** begin PROVIDED DATA **

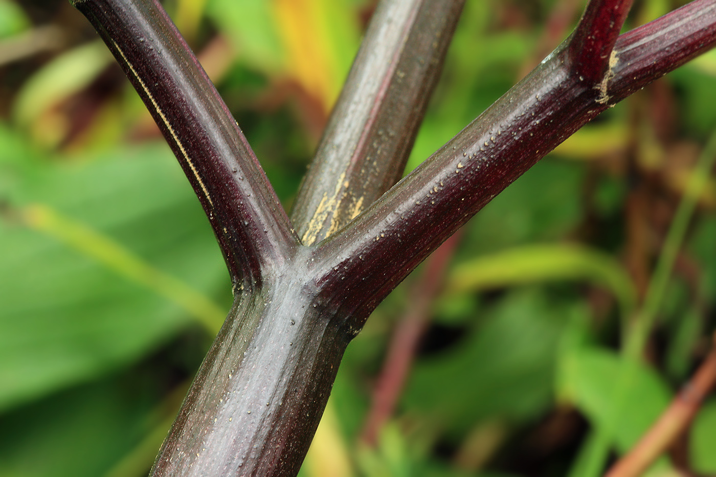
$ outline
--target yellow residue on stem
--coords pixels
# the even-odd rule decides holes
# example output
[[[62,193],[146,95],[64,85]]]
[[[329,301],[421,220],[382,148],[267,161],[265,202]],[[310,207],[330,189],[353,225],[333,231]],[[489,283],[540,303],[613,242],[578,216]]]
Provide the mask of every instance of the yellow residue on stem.
[[[601,82],[599,83],[599,86],[596,87],[596,89],[599,90],[599,97],[597,98],[596,102],[600,105],[604,105],[609,101],[611,97],[606,94],[606,87],[611,78],[614,77],[614,72],[613,69],[615,66],[616,66],[616,63],[619,61],[619,57],[616,56],[616,50],[611,50],[611,54],[609,56],[609,67],[606,69],[606,72],[604,73],[604,77],[601,79]]]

** end PROVIDED DATA **

> [TASK OBJECTIVE]
Return every line of the entries above unchanged, leaving out the pictures.

> [SOLUTION TO THIS PROBLEM]
$ outline
--target yellow residue on stem
--coords pixels
# the even-odd rule decides holes
# example output
[[[62,193],[146,95],[64,85]]]
[[[329,301],[421,220],[382,148],[267,161],[265,202]],[[310,207],[330,189],[353,225],[333,231]],[[489,283],[540,303],[613,242],[578,216]]]
Provide the mask of every instance of the yellow residue on stem.
[[[601,82],[599,83],[599,86],[596,87],[596,89],[599,90],[599,97],[597,98],[596,102],[600,105],[604,105],[609,101],[611,97],[606,94],[606,87],[611,78],[614,77],[614,72],[613,69],[615,66],[616,66],[616,63],[619,61],[619,57],[616,56],[616,50],[611,50],[611,54],[609,56],[609,67],[606,69],[606,72],[604,73],[604,77],[601,79]]]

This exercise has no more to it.